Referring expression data

════════════════

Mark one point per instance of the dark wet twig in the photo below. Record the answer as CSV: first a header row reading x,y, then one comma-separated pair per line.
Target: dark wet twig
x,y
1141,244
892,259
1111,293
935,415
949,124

════════════════

◆ **Problem to solve**:
Word for word, give back all the lines above.

◆ **Exercise result**:
Mark one point per instance of the dark wet twig in the photo below. Record the answer as CSV: first a header row reading x,y, then one comma-separated pair per line.
Target: dark wet twig
x,y
1141,244
892,259
1111,293
935,415
949,124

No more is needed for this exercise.